### Requirement
Rewrite only the stretch of entries from the line containing "Spot the wooden wall" through the line containing "162], [93, 81]]", keeping the requests unchanged. In the answers, scale every pin coordinate by 0.9 and round each result to a whole number, rounding halves up.

**** Given information ****

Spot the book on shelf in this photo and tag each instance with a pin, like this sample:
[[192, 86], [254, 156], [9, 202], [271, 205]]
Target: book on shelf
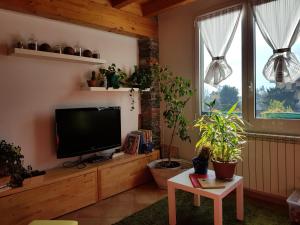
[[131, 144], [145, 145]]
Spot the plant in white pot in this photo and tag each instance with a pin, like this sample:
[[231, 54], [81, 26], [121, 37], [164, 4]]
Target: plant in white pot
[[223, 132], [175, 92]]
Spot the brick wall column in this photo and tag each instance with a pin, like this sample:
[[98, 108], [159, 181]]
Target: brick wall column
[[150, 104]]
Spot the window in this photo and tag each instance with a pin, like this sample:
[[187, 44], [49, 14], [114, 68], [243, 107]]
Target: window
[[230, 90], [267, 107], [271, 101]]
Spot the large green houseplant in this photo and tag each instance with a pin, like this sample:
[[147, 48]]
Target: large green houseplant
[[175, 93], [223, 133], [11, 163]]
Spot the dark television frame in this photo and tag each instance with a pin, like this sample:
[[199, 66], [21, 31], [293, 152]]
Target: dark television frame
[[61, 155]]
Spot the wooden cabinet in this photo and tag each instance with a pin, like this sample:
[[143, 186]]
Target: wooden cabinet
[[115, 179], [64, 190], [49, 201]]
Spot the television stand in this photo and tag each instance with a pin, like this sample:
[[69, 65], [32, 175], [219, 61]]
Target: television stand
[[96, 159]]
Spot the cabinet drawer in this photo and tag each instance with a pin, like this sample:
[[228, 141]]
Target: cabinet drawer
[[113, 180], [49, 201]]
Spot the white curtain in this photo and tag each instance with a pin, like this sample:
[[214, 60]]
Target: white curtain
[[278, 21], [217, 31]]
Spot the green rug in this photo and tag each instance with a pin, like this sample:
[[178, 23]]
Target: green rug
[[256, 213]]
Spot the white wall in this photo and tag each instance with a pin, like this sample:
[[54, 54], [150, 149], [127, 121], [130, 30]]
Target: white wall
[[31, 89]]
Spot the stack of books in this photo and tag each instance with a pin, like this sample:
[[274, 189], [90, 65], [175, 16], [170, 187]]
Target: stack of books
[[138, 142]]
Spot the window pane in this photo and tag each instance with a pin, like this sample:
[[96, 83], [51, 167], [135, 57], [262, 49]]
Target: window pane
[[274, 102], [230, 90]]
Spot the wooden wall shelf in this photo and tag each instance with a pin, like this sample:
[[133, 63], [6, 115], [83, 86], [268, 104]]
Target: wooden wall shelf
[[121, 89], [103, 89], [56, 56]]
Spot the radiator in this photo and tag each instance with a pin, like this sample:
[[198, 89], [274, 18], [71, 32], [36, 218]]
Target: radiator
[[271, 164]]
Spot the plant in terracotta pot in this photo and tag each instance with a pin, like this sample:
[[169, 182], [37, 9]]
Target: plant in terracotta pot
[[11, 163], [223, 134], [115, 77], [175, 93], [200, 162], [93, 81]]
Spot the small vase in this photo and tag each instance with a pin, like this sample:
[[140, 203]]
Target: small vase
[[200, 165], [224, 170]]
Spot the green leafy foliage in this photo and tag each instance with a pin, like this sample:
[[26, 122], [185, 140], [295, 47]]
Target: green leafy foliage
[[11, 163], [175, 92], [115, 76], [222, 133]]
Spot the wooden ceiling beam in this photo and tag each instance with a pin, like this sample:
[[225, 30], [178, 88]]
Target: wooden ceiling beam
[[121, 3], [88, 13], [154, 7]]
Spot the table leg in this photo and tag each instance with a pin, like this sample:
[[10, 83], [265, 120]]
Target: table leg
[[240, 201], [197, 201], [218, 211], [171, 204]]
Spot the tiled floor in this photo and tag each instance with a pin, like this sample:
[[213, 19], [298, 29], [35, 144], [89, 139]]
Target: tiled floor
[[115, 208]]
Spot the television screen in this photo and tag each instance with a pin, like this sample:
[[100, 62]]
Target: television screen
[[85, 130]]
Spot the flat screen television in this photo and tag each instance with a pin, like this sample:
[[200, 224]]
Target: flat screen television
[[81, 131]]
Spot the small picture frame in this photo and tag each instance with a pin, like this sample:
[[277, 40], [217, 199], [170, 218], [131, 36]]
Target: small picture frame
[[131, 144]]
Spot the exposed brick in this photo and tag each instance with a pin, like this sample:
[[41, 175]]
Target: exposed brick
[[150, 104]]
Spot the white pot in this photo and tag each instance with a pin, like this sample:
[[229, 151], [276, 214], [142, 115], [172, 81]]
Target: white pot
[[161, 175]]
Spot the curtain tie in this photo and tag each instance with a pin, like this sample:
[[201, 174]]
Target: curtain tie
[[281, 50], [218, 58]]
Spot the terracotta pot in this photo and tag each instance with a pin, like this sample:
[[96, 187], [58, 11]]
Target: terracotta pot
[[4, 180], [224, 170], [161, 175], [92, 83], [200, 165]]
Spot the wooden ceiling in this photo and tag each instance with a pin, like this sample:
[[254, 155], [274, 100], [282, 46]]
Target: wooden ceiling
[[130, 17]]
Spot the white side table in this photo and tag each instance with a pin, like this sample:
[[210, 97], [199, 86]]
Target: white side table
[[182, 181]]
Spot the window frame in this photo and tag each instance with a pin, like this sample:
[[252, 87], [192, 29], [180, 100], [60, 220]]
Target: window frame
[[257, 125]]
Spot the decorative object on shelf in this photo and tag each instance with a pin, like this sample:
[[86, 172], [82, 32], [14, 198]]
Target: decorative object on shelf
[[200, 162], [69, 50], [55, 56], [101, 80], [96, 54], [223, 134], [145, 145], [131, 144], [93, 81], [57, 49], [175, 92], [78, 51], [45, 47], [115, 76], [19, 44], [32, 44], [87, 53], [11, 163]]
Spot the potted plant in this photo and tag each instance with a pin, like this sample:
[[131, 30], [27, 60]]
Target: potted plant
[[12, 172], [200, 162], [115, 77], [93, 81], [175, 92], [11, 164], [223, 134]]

****

### Answer for this exercise
Spot the wooden wall shelf in this photo and tag each instance with a pin, like this sample:
[[133, 63], [6, 115], [83, 86], [268, 104]]
Target: wooden wall shelf
[[109, 80], [93, 80], [50, 50]]
Spot the radiator in this photo and tag each instance with a pin, like this sample:
[[198, 89], [274, 18], [71, 32], [36, 218]]
Target: radiator
[[244, 148]]
Spot the plant in terracotta pot in this photo and tag each instance with a pin, like this sample:
[[169, 182], [37, 9]]
Target: plant in terracotta pot
[[10, 147], [201, 121], [104, 69], [158, 84], [180, 146], [84, 73]]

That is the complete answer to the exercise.